» OBJECTIVE
Extract every line of the entries below that contains the string "mountain", matching case exactly.

» EXERCISE MATERIALS

◇ ◇ ◇ ◇ ◇ ◇ ◇

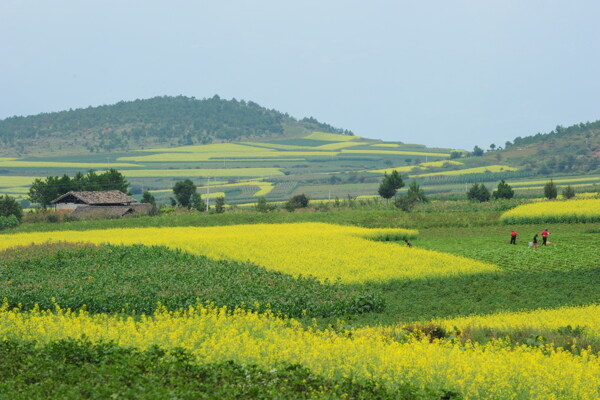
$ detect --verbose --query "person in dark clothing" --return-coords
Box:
[542,228,550,246]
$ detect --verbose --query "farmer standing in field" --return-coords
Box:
[542,228,550,246]
[510,229,517,244]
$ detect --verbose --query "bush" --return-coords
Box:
[467,183,490,203]
[394,194,419,212]
[0,215,20,230]
[285,193,309,211]
[254,197,277,212]
[215,196,225,214]
[544,179,558,200]
[492,179,515,200]
[0,194,23,221]
[563,185,575,199]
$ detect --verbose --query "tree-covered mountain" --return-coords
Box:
[485,121,600,175]
[0,95,352,155]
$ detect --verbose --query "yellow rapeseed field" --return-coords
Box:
[0,223,499,283]
[0,160,139,169]
[340,149,450,158]
[119,151,338,162]
[122,167,283,178]
[0,305,600,400]
[121,167,283,178]
[0,175,44,187]
[304,132,360,142]
[433,304,600,338]
[500,199,600,223]
[314,141,369,150]
[511,176,600,186]
[355,304,600,339]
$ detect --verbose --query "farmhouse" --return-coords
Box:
[51,190,151,218]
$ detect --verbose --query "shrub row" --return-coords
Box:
[0,340,414,400]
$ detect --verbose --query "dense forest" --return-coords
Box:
[0,95,352,154]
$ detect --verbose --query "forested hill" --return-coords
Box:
[486,121,600,174]
[0,95,352,155]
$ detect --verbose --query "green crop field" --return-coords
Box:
[0,205,600,399]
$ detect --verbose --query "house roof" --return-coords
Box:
[50,190,135,205]
[71,206,134,218]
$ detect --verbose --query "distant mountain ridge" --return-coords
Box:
[496,121,600,175]
[0,95,353,155]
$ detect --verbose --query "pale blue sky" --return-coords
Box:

◇ ◇ ◇ ◇ ◇ ◇ ◇

» WRITTEN RESPONSE
$ detect --verbose --query "tree-covered mountain" --return-coords
$ detect --verbose --query "distant mountain ridge" --return-coords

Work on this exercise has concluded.